● **SOURCE RECORDS**

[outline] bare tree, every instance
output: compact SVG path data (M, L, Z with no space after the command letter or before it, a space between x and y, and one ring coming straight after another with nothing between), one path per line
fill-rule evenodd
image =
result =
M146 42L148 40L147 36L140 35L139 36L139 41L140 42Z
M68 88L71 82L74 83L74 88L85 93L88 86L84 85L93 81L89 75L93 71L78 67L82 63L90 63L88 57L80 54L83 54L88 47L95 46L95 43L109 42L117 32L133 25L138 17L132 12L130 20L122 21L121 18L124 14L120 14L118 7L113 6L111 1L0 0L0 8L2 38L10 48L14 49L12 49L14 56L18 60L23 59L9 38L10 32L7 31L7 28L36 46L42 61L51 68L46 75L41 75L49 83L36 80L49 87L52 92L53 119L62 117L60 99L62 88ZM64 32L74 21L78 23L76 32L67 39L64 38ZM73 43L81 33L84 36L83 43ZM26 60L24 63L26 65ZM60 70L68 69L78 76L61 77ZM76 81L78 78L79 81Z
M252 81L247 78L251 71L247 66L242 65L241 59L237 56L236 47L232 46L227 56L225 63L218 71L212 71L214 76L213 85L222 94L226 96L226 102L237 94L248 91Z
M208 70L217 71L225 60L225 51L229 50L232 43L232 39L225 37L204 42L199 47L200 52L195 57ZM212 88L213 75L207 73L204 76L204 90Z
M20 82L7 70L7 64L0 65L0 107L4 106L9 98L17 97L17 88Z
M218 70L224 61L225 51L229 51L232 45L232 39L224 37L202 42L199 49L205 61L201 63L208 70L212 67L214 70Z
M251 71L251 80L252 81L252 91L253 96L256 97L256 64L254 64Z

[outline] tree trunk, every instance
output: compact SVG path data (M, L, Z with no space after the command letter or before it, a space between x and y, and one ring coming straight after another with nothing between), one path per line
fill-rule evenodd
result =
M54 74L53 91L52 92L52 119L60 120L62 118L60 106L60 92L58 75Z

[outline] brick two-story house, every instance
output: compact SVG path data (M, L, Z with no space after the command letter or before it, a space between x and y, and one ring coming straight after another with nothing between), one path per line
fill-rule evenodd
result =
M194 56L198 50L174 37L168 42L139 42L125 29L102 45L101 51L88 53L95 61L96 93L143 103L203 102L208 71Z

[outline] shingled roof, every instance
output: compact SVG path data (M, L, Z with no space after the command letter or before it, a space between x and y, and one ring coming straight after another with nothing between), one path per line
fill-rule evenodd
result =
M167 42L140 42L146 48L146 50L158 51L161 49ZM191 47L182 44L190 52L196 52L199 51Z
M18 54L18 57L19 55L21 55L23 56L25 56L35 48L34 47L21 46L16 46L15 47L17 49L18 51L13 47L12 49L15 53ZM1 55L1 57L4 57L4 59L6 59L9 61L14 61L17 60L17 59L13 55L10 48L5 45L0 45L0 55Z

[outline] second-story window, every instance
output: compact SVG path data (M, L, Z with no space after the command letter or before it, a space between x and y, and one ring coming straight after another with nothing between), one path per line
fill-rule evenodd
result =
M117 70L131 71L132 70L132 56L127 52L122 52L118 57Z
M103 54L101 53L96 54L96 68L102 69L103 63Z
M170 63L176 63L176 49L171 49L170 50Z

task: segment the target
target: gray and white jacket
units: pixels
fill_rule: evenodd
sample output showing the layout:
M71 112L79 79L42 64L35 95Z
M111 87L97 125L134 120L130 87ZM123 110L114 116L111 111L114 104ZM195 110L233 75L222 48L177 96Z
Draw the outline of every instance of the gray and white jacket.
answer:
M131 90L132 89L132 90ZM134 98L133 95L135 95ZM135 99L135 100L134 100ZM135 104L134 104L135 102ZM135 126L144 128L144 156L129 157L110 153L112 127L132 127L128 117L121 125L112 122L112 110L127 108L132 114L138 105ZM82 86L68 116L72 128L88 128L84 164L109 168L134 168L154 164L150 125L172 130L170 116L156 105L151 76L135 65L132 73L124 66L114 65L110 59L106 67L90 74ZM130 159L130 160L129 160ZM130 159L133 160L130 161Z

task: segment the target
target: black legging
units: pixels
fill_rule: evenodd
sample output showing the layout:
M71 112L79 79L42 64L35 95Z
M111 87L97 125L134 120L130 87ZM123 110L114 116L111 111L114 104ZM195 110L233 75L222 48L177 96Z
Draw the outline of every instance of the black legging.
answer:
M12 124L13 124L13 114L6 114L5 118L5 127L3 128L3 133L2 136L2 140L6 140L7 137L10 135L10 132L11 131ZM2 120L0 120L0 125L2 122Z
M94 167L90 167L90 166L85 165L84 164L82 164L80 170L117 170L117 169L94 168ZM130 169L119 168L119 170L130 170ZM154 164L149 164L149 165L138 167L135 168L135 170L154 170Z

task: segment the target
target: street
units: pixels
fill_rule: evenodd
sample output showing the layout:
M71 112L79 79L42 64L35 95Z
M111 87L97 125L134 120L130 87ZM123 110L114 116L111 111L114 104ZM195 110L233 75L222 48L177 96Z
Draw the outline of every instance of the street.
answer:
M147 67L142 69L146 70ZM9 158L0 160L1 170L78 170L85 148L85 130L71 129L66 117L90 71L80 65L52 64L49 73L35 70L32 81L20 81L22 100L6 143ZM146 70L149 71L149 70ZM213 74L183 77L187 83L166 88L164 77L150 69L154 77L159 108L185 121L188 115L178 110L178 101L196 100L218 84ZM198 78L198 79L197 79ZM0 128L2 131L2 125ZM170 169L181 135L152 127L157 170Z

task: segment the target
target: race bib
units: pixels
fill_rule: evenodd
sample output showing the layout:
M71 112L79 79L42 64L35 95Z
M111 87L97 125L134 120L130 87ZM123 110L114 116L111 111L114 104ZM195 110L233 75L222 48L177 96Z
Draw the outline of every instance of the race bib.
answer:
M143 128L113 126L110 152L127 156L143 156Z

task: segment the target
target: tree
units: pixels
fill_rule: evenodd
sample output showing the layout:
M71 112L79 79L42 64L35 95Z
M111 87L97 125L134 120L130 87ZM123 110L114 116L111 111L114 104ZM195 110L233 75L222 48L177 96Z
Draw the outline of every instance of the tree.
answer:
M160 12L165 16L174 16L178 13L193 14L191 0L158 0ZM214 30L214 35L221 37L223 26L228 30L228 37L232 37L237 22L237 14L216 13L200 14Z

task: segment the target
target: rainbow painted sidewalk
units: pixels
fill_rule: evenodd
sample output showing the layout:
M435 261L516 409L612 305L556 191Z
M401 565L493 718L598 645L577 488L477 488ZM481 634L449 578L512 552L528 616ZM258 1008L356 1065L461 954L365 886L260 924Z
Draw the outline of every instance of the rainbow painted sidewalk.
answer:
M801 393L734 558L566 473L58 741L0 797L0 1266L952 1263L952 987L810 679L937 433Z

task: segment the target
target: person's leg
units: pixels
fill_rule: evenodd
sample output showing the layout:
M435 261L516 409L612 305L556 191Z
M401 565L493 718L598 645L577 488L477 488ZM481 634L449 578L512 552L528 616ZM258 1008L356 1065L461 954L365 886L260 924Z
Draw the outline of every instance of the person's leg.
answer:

● **WHAT YOU HAVE TO DO**
Rewrite all of the material above, replacing "every instance" with "all instances" wherever it occurs and leaving every other character unchanged.

● **SOLUTION**
[outline] bare tree, all instances
output: compact SVG path data (M, L, Z with no space after the command letter or before it, a space between x and y, and one ring coming straight after another with nothing between), one path per line
fill-rule evenodd
image =
result =
M146 42L148 40L147 36L140 35L139 36L139 41L140 42Z
M68 88L71 82L74 83L74 88L85 93L88 86L84 85L93 81L89 75L93 71L78 67L82 63L90 63L88 57L80 54L83 54L88 47L95 46L95 43L109 42L117 32L133 25L138 17L132 12L130 20L122 21L121 18L124 14L120 14L118 7L113 6L111 1L0 0L0 8L2 38L10 48L14 49L12 49L14 56L18 60L23 59L9 38L10 32L7 31L7 28L36 46L42 61L51 68L46 75L41 75L49 83L36 80L49 87L52 92L53 119L62 117L60 99L62 88ZM64 32L74 21L78 23L76 32L67 39L64 38ZM73 43L81 33L84 36L83 43ZM26 60L24 63L26 65ZM60 70L68 69L78 76L61 77ZM76 81L78 78L79 81Z
M252 81L247 78L251 71L247 66L242 65L241 59L237 56L236 47L232 46L227 56L225 63L218 71L212 71L214 76L213 85L222 94L226 96L226 102L237 94L248 91Z
M208 70L217 71L225 60L225 51L229 50L232 43L232 39L225 37L204 42L199 47L200 52L195 57ZM212 88L213 75L207 73L204 76L204 90Z
M20 82L7 70L7 64L0 65L0 107L4 106L9 98L17 97L17 88Z
M218 70L224 61L225 51L229 51L232 45L232 39L224 37L202 42L199 49L205 61L201 63L208 70L212 67L214 70Z
M251 71L251 80L252 81L252 91L253 96L256 97L256 64L254 64Z

[outline] tree trunk, all instances
output: compact SVG path data (M, L, Z with no space after the command letter or before it, a space between x and y, and one ring coming straight after another with nothing between), one path per line
fill-rule evenodd
result =
M54 74L53 91L52 92L52 119L60 120L62 118L60 106L60 92L58 75Z

[outline] brick two-story house, all instances
output: compact SVG path data (M, L, Z with no space after the command letter or before it, a space between x and y, and one ring coming straight after another with nothing between), one path per line
fill-rule evenodd
result =
M194 56L198 50L174 37L168 42L139 42L125 29L102 45L101 51L88 53L95 61L96 93L143 103L203 102L208 71Z

[outline] shingled roof, all instances
output: compact SVG path data (M, L, Z with no space after the command letter or before it, a space between x and y, and one ring coming straight after another with nothing between), one path per line
fill-rule evenodd
result =
M167 42L140 42L146 48L146 50L158 51L161 49ZM191 47L182 44L190 52L196 52L199 51Z
M18 54L18 57L19 55L21 55L23 56L25 56L35 48L34 47L21 46L16 46L15 47L17 49L18 51L13 47L12 49L15 53ZM1 55L1 57L4 57L4 59L6 59L9 61L14 61L17 60L17 59L13 55L10 48L5 45L0 45L0 55Z

[outline] second-story window, all instances
output: compact SVG path data (M, L, Z with no space after the command letter or before it, a space between x and y, and one ring coming straight after another with nothing between), one path per line
fill-rule evenodd
result =
M117 70L131 71L132 70L132 56L127 52L122 52L118 57Z
M103 54L101 53L96 54L96 68L102 69L103 63Z
M170 63L176 63L176 49L171 49L170 50Z

task: segment the target
target: gray and white jacket
units: pixels
fill_rule: evenodd
sample output showing the layout:
M71 112L79 79L42 64L35 95Z
M111 87L97 125L134 120L130 87ZM123 110L114 116L111 111L114 104ZM195 110L233 75L222 48L177 96Z
Draw the outline of all instances of the gray and white jacket.
answer:
M131 90L132 89L132 90ZM134 98L133 95L135 95ZM135 99L135 100L134 100ZM135 104L134 104L135 102ZM135 126L144 128L144 156L129 157L110 153L112 127L132 127L128 117L121 125L112 122L112 110L127 108L132 114L138 105ZM82 86L68 116L72 128L88 128L84 164L109 168L134 168L154 164L150 125L172 130L170 116L156 105L151 76L135 65L132 73L124 66L114 65L110 59L106 67L90 74ZM130 159L130 160L129 160ZM130 159L133 160L130 161Z

task: segment the target
target: black legging
units: pixels
fill_rule: evenodd
sample output showing the layout:
M71 112L79 79L42 64L35 95Z
M111 87L97 125L134 120L130 87ZM123 110L114 116L111 111L114 104ZM195 110L233 75L222 48L177 96Z
Draw the outline of all instances of the black legging.
answer:
M12 124L13 124L13 114L6 114L5 118L5 127L3 128L3 133L2 136L2 140L6 140L7 137L10 135L10 132L11 131ZM2 120L0 120L0 125L2 122Z
M94 167L90 167L90 166L85 165L84 164L82 164L80 170L117 170L117 169L94 168ZM130 169L119 168L119 170L130 170ZM154 164L149 164L149 165L138 167L135 168L135 170L154 170Z

task: segment the target
target: street
units: pixels
fill_rule: evenodd
sample output showing the layout:
M71 112L79 79L42 64L35 95Z
M111 87L97 125L134 120L130 87ZM123 110L114 116L111 111L114 104ZM195 110L233 75L222 48L177 96Z
Draw the outline of all instances of the street.
answer:
M147 67L142 69L146 70ZM9 158L0 160L1 170L78 170L85 148L85 130L71 129L66 117L90 71L80 65L52 64L49 73L35 70L32 81L20 81L22 100L6 143ZM146 70L149 71L149 70ZM213 74L183 77L187 83L166 88L164 77L150 69L154 77L159 108L185 121L188 115L178 110L178 101L196 100L218 84ZM198 78L198 79L197 79ZM0 128L2 131L2 125ZM170 169L181 135L152 127L157 170Z

task: segment the target
target: race bib
units: pixels
fill_rule: evenodd
sample output showing the layout:
M71 112L79 79L42 64L35 95Z
M111 87L97 125L134 120L130 87ZM123 110L114 116L111 111L114 104ZM195 110L233 75L222 48L177 96Z
Draw the outline of all instances of the race bib.
answer:
M143 128L113 126L110 152L127 156L143 156Z

task: segment the target
target: tree
units: pixels
fill_rule: evenodd
sample output showing the layout:
M71 112L79 79L42 64L35 95Z
M111 87L97 125L134 120L130 87ZM123 110L114 116L111 111L114 104ZM195 110L233 75L222 48L177 96Z
Draw the outline of all instances of the tree.
answer:
M160 12L165 16L174 16L178 13L193 14L191 0L158 0ZM214 30L214 35L221 37L223 26L228 30L228 37L232 37L237 22L237 14L216 13L200 14Z

task: segment the target
target: rainbow painted sidewalk
units: pixels
fill_rule: evenodd
sample output showing the layout:
M435 261L516 409L612 305L556 191Z
M401 565L493 718L598 645L577 488L477 488ZM481 634L449 578L512 552L528 616ZM258 1008L356 1065L461 954L365 886L260 924Z
Draw the outline of all instances of the rainbow painted sidewalk.
answer:
M801 393L734 558L566 473L58 741L0 797L0 1266L952 1263L952 987L810 679L937 433Z

task: segment the target
target: person's leg
units: pixels
fill_rule: evenodd
sample output showing the layout:
M435 261L516 409L612 305L556 191Z
M401 565L493 718L598 645L577 488L477 488ZM481 634L449 578L512 552L528 616ZM258 1008L356 1065L461 954L365 886L260 924Z
Draw the outline of all instances of the person's leg.
answer:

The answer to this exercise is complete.